═══ Study text ═══

But to Evelyn, death was its own uncanny presence. It showed up like a clown in a horror film, it rendered you ridiculous, it could make any word a last word, even if that last word was sponge. All you could do was laugh at it.
Sometime earlier this year my friend Soren posted that it was Varnish Day at the casket factory near where she lives, and that it sounded like the beginning of a Tom Waits song. I commented that I wanted to use the line as the first line of a story.
That’s what I did, and now it’s been published at Monkeybicycle. With immense thanks to Soren for the inspiration and to editor James Tate Hill for giving it a lovely home.
Paperback Flex
November 5, 2023 § Leave a comment
At Esquire, Isaac Fitzgerald (Dirtbag Massachusetts) writes a love letter to the paperback, noting that their durability and affordability make for a flexible, versatile reading experience:
But a paperback is built for adventure. Paperbacks are light, and—as already mentioned numerous times in this essay—foldable. If you forget one at the bar or by the swimming hole, you will not mourn, for the book will be found by somebody else, and if you haven’t finished it before you lose it, don’t worry—you can buy a new one for the price of a drink or two, not an entire meal.

═══ Record extracts ═══

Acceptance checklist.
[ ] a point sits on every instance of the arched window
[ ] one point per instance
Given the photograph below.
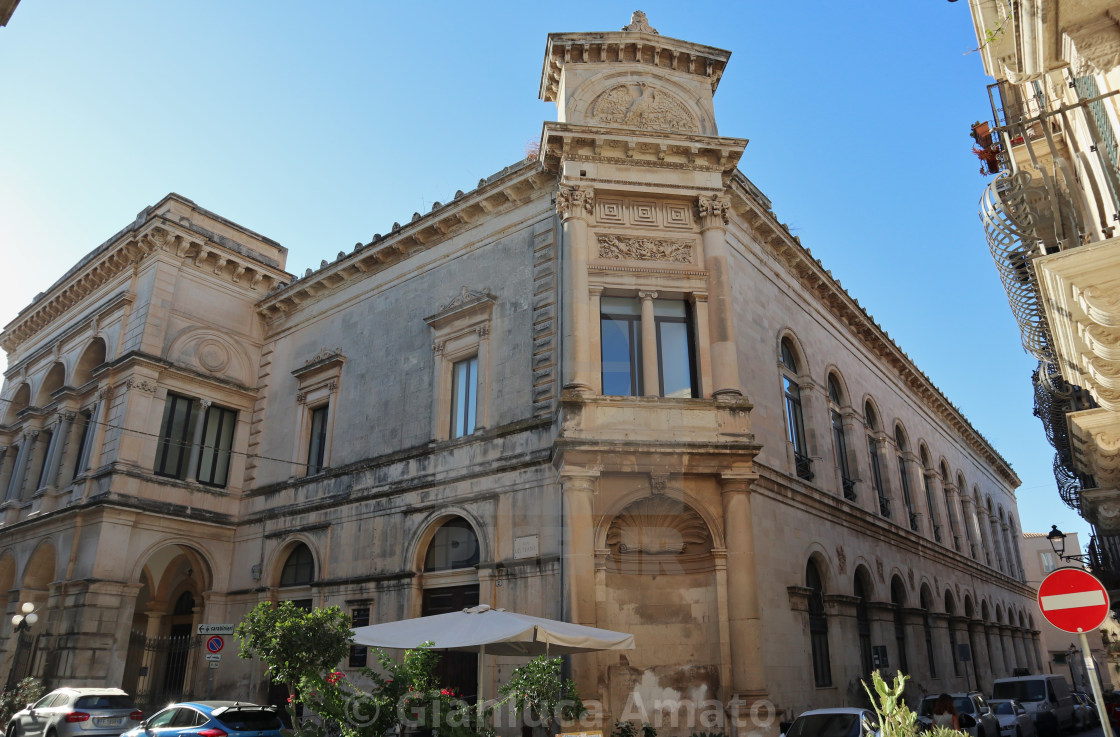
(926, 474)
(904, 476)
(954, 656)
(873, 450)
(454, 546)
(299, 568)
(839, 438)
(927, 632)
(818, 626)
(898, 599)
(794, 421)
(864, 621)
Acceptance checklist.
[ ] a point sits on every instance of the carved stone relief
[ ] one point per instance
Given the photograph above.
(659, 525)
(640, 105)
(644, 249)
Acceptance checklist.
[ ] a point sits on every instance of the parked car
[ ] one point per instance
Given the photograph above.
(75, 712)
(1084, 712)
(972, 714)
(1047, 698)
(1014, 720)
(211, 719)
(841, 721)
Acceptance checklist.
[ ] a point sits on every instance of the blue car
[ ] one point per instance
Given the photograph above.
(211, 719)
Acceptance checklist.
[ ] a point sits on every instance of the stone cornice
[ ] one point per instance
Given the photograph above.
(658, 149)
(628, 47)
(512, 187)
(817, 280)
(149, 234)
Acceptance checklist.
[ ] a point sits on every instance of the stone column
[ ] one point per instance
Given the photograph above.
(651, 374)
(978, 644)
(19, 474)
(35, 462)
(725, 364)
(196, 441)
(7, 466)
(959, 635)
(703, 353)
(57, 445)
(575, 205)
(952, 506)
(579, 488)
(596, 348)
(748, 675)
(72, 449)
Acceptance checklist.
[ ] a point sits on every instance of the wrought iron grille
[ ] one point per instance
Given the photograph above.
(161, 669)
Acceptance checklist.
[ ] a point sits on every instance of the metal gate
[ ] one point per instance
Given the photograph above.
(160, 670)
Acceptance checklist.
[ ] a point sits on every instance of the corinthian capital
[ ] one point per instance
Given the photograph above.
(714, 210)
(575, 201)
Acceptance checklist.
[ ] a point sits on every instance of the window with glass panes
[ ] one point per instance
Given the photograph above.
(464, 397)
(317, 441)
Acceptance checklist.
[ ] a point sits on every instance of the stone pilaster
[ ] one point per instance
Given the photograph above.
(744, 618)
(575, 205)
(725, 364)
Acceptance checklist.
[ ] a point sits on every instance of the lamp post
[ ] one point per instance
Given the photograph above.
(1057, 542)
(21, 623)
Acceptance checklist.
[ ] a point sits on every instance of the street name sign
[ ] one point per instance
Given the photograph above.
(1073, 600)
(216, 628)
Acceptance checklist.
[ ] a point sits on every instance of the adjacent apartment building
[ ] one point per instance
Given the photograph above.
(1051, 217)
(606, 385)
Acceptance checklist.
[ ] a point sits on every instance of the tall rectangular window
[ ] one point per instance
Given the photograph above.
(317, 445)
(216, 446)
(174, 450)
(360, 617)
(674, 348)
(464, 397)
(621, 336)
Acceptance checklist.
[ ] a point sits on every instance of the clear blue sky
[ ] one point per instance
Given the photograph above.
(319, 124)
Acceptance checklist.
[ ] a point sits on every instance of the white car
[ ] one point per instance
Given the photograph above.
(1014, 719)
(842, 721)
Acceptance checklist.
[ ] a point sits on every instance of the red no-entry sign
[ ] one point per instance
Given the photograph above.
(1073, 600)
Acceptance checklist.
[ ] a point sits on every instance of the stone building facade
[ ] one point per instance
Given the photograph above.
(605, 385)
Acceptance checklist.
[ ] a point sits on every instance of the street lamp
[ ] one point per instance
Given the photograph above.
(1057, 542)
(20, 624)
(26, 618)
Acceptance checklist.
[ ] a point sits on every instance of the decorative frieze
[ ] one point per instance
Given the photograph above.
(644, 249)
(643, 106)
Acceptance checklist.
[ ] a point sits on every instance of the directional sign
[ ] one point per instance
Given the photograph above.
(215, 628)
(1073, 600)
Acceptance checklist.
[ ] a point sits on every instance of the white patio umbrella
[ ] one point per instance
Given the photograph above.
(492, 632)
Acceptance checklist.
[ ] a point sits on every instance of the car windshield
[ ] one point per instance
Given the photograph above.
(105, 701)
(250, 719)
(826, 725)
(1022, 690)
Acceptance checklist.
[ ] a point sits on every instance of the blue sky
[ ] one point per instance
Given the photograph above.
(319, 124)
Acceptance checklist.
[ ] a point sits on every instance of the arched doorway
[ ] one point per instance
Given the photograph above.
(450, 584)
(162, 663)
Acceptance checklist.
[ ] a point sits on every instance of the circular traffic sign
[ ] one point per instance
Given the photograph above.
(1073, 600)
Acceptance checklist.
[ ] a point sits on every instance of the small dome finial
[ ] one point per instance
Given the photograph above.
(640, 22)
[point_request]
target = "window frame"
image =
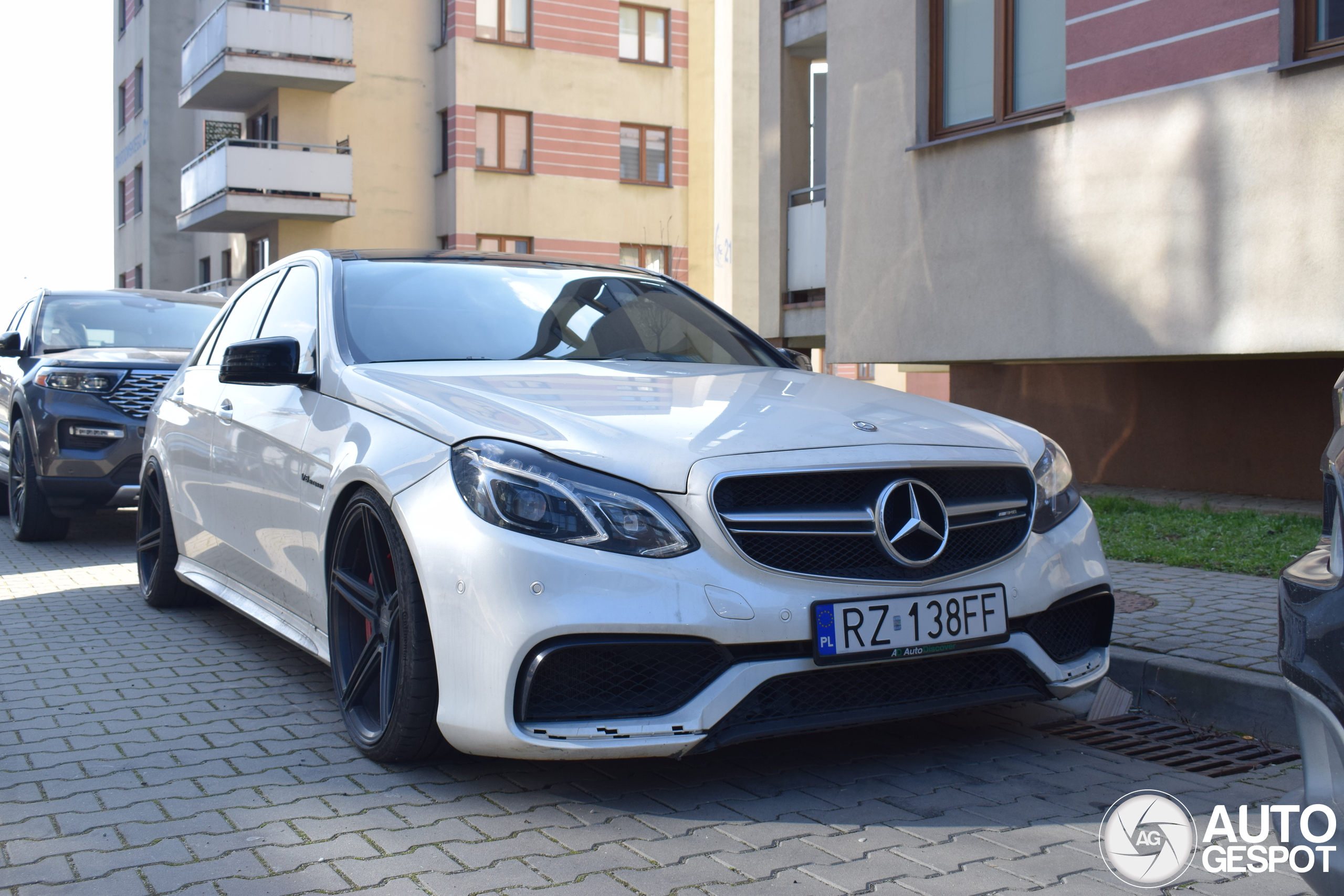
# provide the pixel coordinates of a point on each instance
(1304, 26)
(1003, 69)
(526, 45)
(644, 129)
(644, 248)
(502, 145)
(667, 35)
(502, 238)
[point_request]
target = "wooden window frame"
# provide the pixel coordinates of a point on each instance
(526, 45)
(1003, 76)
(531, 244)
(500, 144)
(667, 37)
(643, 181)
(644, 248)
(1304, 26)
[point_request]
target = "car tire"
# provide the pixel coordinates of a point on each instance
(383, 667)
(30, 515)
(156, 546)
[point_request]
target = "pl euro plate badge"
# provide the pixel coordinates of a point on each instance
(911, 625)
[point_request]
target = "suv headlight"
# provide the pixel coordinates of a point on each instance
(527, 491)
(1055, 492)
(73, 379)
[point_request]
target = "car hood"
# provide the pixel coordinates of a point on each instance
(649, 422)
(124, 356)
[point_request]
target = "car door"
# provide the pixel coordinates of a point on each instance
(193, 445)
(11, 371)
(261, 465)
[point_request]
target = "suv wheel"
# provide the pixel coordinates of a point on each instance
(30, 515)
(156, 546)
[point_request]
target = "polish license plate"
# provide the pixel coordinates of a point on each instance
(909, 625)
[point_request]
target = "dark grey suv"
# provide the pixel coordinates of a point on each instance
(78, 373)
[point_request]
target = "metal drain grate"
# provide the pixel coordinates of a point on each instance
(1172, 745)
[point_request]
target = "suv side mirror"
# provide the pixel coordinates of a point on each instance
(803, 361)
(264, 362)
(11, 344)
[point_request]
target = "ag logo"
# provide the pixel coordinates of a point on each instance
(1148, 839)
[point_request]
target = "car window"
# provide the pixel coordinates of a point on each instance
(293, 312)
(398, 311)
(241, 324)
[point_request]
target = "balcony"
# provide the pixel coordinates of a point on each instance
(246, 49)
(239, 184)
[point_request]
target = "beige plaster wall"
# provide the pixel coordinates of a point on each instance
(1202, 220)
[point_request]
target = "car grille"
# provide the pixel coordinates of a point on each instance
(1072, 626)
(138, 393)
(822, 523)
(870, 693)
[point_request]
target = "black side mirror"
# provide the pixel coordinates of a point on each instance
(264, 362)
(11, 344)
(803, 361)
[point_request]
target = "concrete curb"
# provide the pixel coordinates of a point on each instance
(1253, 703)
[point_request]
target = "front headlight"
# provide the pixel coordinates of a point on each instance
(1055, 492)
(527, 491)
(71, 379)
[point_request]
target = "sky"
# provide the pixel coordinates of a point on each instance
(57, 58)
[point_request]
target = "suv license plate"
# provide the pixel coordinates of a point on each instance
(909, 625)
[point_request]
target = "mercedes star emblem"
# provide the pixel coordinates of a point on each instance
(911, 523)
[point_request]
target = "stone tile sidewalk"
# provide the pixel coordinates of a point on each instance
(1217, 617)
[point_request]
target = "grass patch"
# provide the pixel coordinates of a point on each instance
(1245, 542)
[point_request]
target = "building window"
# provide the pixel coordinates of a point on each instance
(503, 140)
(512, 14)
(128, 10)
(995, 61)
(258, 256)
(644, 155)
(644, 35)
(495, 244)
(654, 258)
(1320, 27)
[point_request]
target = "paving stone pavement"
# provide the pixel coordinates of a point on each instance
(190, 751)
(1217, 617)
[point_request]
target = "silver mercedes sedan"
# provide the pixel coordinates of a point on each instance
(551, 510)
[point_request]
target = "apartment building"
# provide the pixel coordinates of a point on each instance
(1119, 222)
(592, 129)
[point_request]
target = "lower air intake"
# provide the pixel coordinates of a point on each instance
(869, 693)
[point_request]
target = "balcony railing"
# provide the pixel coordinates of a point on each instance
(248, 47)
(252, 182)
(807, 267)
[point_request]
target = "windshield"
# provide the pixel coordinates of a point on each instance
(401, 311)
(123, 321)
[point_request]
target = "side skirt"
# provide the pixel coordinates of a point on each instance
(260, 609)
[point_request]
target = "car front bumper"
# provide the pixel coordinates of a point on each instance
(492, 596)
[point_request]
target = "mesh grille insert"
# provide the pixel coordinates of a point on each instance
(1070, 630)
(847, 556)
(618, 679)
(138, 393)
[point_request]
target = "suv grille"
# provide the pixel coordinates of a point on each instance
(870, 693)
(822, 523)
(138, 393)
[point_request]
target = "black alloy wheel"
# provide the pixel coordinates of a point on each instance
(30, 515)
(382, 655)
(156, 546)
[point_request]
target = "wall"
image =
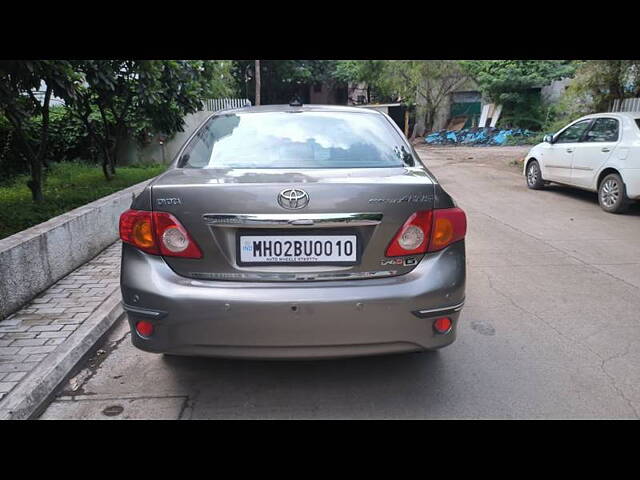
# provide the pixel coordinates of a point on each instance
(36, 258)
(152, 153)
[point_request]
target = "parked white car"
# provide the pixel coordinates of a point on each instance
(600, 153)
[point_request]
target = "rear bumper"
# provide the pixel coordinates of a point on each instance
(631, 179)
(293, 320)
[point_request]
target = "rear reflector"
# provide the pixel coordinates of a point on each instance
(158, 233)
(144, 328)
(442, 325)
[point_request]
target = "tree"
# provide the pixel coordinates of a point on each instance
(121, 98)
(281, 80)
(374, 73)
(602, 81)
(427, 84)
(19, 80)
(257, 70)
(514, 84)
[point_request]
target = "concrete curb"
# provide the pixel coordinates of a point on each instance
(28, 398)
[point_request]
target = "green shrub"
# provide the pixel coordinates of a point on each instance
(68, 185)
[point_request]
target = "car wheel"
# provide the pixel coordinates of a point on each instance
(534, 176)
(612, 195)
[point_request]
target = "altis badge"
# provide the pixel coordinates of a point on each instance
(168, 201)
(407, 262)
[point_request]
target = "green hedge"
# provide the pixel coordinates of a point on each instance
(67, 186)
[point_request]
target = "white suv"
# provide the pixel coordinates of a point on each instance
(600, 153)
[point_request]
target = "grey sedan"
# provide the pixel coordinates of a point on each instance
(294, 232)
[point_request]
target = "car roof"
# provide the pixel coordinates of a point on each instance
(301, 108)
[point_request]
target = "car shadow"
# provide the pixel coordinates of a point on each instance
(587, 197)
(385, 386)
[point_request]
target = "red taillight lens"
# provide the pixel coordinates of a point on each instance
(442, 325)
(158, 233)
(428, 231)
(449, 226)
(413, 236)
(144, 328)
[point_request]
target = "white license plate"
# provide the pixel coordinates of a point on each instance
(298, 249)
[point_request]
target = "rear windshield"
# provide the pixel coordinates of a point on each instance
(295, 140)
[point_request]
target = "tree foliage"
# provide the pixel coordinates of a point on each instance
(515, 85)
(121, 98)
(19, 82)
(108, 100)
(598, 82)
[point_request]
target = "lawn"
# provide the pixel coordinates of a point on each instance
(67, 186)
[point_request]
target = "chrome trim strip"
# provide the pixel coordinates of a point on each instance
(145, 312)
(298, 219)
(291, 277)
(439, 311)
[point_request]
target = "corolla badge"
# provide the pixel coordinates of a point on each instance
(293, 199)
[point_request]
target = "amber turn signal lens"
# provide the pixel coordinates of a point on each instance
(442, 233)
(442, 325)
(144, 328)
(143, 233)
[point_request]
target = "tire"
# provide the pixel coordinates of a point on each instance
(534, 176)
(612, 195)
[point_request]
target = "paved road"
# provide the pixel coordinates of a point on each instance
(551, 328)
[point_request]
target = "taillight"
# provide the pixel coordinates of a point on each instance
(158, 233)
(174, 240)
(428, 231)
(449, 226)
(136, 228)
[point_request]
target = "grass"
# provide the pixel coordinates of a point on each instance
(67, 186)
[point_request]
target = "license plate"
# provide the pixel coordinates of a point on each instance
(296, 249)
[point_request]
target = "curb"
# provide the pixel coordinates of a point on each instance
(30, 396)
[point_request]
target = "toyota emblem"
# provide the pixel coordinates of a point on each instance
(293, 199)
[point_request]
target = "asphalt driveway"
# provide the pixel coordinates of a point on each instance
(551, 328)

═══

Task
Decide whether each statement agrees with the blog excerpt, answering yes or no and quoting the words of the blog excerpt that settle it: (a) The story inspired by Soren's post was published at Monkeybicycle. (b) The piece praising the paperback appeared in The Atlantic. (c) The essay says a lost paperback can be replaced for the price of an entire meal. The lines are material separate from the blog excerpt.

Output for this task
(a) Yes: "now it’s been published at Monkeybicycle."
(b) No: "At Esquire, Isaac Fitzgerald (Dirtbag Massachusetts) writes a love letter to the paperback"
(c) No: "you can buy a new one for the price of a drink or two, not an entire meal."